Exercise objective: Your task is to repeat all of the data exactly while excluding the pictures.

Recorded information:
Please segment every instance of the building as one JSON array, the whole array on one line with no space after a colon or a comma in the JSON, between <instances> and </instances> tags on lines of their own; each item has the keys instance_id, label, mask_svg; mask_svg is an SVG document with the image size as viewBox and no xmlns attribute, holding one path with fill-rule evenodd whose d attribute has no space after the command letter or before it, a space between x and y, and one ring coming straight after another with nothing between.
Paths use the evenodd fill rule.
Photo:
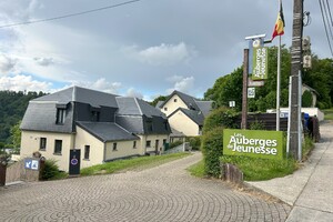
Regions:
<instances>
[{"instance_id":1,"label":"building","mask_svg":"<svg viewBox=\"0 0 333 222\"><path fill-rule=\"evenodd\" d=\"M68 171L70 150L81 168L163 152L171 133L165 115L137 98L72 87L29 102L21 123L21 158L39 151Z\"/></svg>"},{"instance_id":2,"label":"building","mask_svg":"<svg viewBox=\"0 0 333 222\"><path fill-rule=\"evenodd\" d=\"M165 101L157 104L167 117L171 128L195 137L202 134L204 118L212 110L212 101L201 101L180 91L173 91Z\"/></svg>"}]
</instances>

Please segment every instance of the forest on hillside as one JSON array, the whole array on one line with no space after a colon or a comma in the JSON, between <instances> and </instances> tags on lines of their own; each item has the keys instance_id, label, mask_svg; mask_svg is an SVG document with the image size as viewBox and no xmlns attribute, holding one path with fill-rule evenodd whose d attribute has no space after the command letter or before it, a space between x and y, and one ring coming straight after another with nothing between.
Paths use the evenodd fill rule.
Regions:
<instances>
[{"instance_id":1,"label":"forest on hillside","mask_svg":"<svg viewBox=\"0 0 333 222\"><path fill-rule=\"evenodd\" d=\"M10 130L22 120L29 101L43 92L0 91L0 143L11 144Z\"/></svg>"}]
</instances>

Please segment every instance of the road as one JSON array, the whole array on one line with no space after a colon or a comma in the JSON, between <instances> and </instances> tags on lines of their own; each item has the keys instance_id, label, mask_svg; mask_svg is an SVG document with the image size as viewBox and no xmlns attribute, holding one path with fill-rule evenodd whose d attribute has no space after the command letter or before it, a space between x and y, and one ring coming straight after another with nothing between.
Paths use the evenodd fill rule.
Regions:
<instances>
[{"instance_id":1,"label":"road","mask_svg":"<svg viewBox=\"0 0 333 222\"><path fill-rule=\"evenodd\" d=\"M189 175L185 169L201 158L0 188L0 221L285 221L285 203Z\"/></svg>"}]
</instances>

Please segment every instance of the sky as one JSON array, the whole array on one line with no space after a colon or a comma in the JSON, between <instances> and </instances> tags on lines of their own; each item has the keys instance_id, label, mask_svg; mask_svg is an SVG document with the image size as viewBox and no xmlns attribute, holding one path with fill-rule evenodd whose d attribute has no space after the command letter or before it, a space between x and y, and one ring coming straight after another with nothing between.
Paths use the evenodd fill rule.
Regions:
<instances>
[{"instance_id":1,"label":"sky","mask_svg":"<svg viewBox=\"0 0 333 222\"><path fill-rule=\"evenodd\" d=\"M242 64L245 37L266 34L278 0L1 0L0 90L56 92L72 85L148 101L179 90L196 98ZM305 0L312 51L331 58L319 1ZM291 46L293 1L283 0ZM275 39L270 46L278 46Z\"/></svg>"}]
</instances>

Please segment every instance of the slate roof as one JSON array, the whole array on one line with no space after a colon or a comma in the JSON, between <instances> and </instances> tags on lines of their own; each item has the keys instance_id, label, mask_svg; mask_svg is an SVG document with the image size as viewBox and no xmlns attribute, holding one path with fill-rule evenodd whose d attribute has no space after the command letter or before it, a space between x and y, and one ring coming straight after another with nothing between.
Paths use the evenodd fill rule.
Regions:
<instances>
[{"instance_id":1,"label":"slate roof","mask_svg":"<svg viewBox=\"0 0 333 222\"><path fill-rule=\"evenodd\" d=\"M120 115L145 115L145 117L165 117L160 110L148 104L145 101L138 98L115 98Z\"/></svg>"},{"instance_id":2,"label":"slate roof","mask_svg":"<svg viewBox=\"0 0 333 222\"><path fill-rule=\"evenodd\" d=\"M77 124L102 142L140 140L139 137L112 122L77 122Z\"/></svg>"},{"instance_id":3,"label":"slate roof","mask_svg":"<svg viewBox=\"0 0 333 222\"><path fill-rule=\"evenodd\" d=\"M211 112L213 101L196 100L195 102L196 102L196 105L199 107L199 110L202 112L203 117L206 117Z\"/></svg>"},{"instance_id":4,"label":"slate roof","mask_svg":"<svg viewBox=\"0 0 333 222\"><path fill-rule=\"evenodd\" d=\"M193 122L195 122L198 125L203 125L204 122L204 117L202 114L201 111L195 111L195 110L188 110L184 108L179 108L176 110L174 110L169 118L171 118L173 114L175 114L176 112L183 112L185 115L188 115Z\"/></svg>"},{"instance_id":5,"label":"slate roof","mask_svg":"<svg viewBox=\"0 0 333 222\"><path fill-rule=\"evenodd\" d=\"M188 105L188 108L190 110L199 110L199 107L196 105L196 102L195 102L195 98L189 95L189 94L185 94L183 92L180 92L180 91L176 91L174 90L168 98L165 101L163 101L161 104L160 104L160 108L162 108L173 95L178 95L180 97L180 99Z\"/></svg>"},{"instance_id":6,"label":"slate roof","mask_svg":"<svg viewBox=\"0 0 333 222\"><path fill-rule=\"evenodd\" d=\"M100 92L95 90L90 90L80 87L71 87L65 90L61 90L59 92L54 92L52 94L48 94L41 98L37 98L32 101L49 101L56 102L60 104L67 104L69 102L81 102L89 103L92 107L112 107L118 108L114 94L110 94L107 92Z\"/></svg>"}]
</instances>

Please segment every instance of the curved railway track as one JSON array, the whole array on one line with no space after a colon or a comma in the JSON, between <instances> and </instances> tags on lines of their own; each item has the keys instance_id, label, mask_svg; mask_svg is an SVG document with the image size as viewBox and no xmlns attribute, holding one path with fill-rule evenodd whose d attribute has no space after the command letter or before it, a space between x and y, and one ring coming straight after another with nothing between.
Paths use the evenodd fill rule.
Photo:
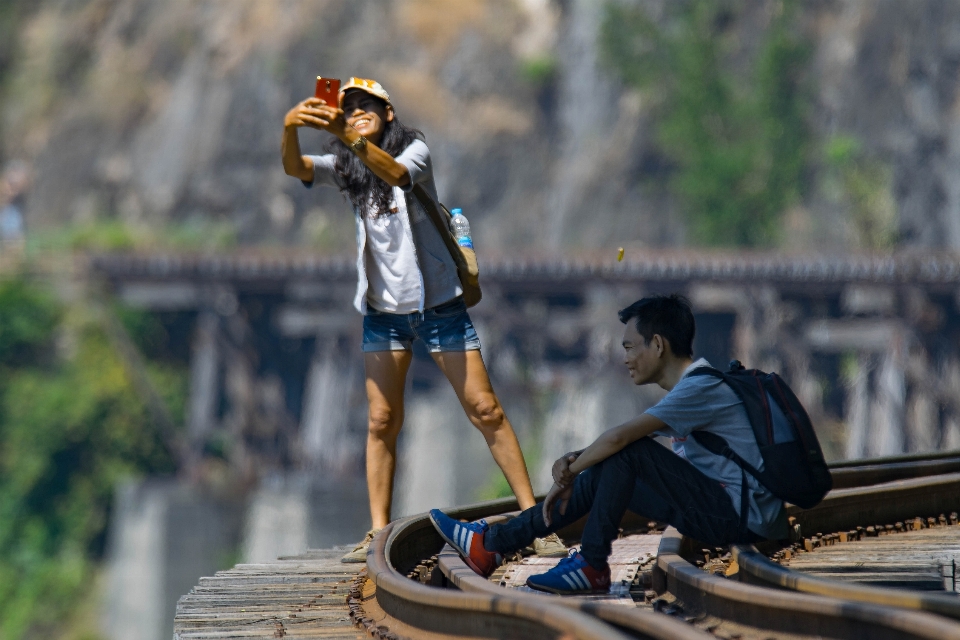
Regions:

Reply to the exercise:
Please segment every instance of the building as one JSON array, the whole array on one line with no space after a colon or a comma in the JSON, between <instances> and </instances> tags on lines of their own; each item has the keys instance_id, label, mask_svg; mask_svg is an SVG document with the image size as viewBox and no xmlns attribute, holding one path with fill-rule evenodd whose d attribute has no space after the command letter or before it, a space between x and y, and one ring coming straight after another with nothing between.
Paths use the evenodd fill rule.
Photo:
Regions:
<instances>
[{"instance_id":1,"label":"building","mask_svg":"<svg viewBox=\"0 0 333 222\"><path fill-rule=\"evenodd\" d=\"M68 171L70 150L81 168L163 152L171 133L165 115L137 98L72 87L29 102L21 123L21 158L39 151Z\"/></svg>"},{"instance_id":2,"label":"building","mask_svg":"<svg viewBox=\"0 0 333 222\"><path fill-rule=\"evenodd\" d=\"M165 101L157 104L167 117L171 128L195 137L202 134L204 118L212 110L212 101L201 101L180 91L173 91Z\"/></svg>"}]
</instances>

Please segment every instance of the forest on hillside as one JSON array, the whole array on one line with no space after a colon or a comma in the JSON, between <instances> and </instances> tags on lines of their own; each item has the keys instance_id, label, mask_svg; mask_svg is an SVG document with the image size as viewBox and no xmlns attribute, holding one path with fill-rule evenodd whose d attribute has no space after the command letter or before it, a space between x and y, and one ring coming straight after another with nothing between.
Paths use the evenodd fill rule.
Regions:
<instances>
[{"instance_id":1,"label":"forest on hillside","mask_svg":"<svg viewBox=\"0 0 333 222\"><path fill-rule=\"evenodd\" d=\"M10 130L22 120L29 101L43 92L0 91L0 143L11 144Z\"/></svg>"}]
</instances>

Please segment every instance of the road as one JSON array, the whole array on one line with no space after a colon or a comma in the JSON, between <instances> and </instances> tags on lines of their own; each item has the keys instance_id, label, mask_svg; mask_svg is an SVG document with the image size as viewBox and no xmlns attribute, holding one path with fill-rule evenodd whose d attribute has no space after the command letter or before it, a space between x and y, and one ring coming straight after another with nothing between.
Paths use the evenodd fill rule.
Regions:
<instances>
[{"instance_id":1,"label":"road","mask_svg":"<svg viewBox=\"0 0 333 222\"><path fill-rule=\"evenodd\" d=\"M189 175L185 169L201 158L0 188L0 221L285 221L285 203Z\"/></svg>"}]
</instances>

Please segment every instance of the sky as one JSON array, the whole array on one line with no space after a colon or a comma in the JSON, between <instances> and </instances> tags on lines of their own; each item has the keys instance_id, label, mask_svg; mask_svg is an SVG document with the image size as viewBox and no xmlns attribute, holding one path with fill-rule evenodd whose d attribute has no space after the command letter or before it, a space between x and y, and one ring coming straight after another with nothing between.
Paths use the evenodd fill rule.
Regions:
<instances>
[{"instance_id":1,"label":"sky","mask_svg":"<svg viewBox=\"0 0 333 222\"><path fill-rule=\"evenodd\" d=\"M242 64L245 37L266 34L278 0L1 0L0 90L56 92L72 85L148 101L179 90L196 98ZM305 0L312 51L331 58L319 1ZM291 46L293 1L283 0ZM275 39L270 46L278 46Z\"/></svg>"}]
</instances>

Please segment every instance of the slate roof as one JSON array, the whole array on one line with no space after a colon or a comma in the JSON, between <instances> and </instances> tags on lines of their own; each item has the keys instance_id, label, mask_svg; mask_svg is an SVG document with the image size as viewBox and no xmlns attribute, holding one path with fill-rule evenodd whose d attribute has no space after the command letter or before it, a space between x and y, and one ring coming straight after another with nothing between.
Paths use the evenodd fill rule.
Regions:
<instances>
[{"instance_id":1,"label":"slate roof","mask_svg":"<svg viewBox=\"0 0 333 222\"><path fill-rule=\"evenodd\" d=\"M120 115L145 115L145 117L165 117L160 110L148 104L145 101L138 98L115 98Z\"/></svg>"},{"instance_id":2,"label":"slate roof","mask_svg":"<svg viewBox=\"0 0 333 222\"><path fill-rule=\"evenodd\" d=\"M77 124L102 142L140 140L139 137L112 122L77 122Z\"/></svg>"},{"instance_id":3,"label":"slate roof","mask_svg":"<svg viewBox=\"0 0 333 222\"><path fill-rule=\"evenodd\" d=\"M211 112L213 101L196 100L195 102L196 102L196 105L199 107L199 110L202 112L203 117L206 117Z\"/></svg>"},{"instance_id":4,"label":"slate roof","mask_svg":"<svg viewBox=\"0 0 333 222\"><path fill-rule=\"evenodd\" d=\"M193 122L195 122L198 125L203 125L204 122L204 117L202 114L201 111L195 111L195 110L188 110L184 108L179 108L176 110L174 110L169 118L171 118L173 114L175 114L176 112L183 112L185 115L188 115Z\"/></svg>"},{"instance_id":5,"label":"slate roof","mask_svg":"<svg viewBox=\"0 0 333 222\"><path fill-rule=\"evenodd\" d=\"M188 105L188 108L190 110L199 110L199 107L196 105L196 102L195 102L195 98L189 95L189 94L185 94L183 92L180 92L180 91L176 91L174 90L168 98L165 101L163 101L161 104L160 104L160 108L162 108L173 95L178 95L180 97L180 99Z\"/></svg>"},{"instance_id":6,"label":"slate roof","mask_svg":"<svg viewBox=\"0 0 333 222\"><path fill-rule=\"evenodd\" d=\"M100 92L95 90L90 90L80 87L71 87L65 90L61 90L59 92L54 92L52 94L48 94L41 98L37 98L32 101L49 101L56 102L60 104L67 104L69 102L81 102L89 103L92 107L112 107L118 108L114 94L110 94L107 92Z\"/></svg>"}]
</instances>

Please segment every instance of the curved railway track as one JSON array, the whole array on one line with no space after a colon or a comma in the JSON, between <instances> and </instances> tags on lines of their own; each item has the keys instance_id, label, mask_svg; mask_svg is an SVG document with the image size as viewBox and no xmlns attribute, holding one path with fill-rule evenodd whose d attribute has no space after the command letter or before it, a space between x and y, and one ring coming straight after another with nothing between.
Paths use the evenodd fill rule.
Photo:
Regions:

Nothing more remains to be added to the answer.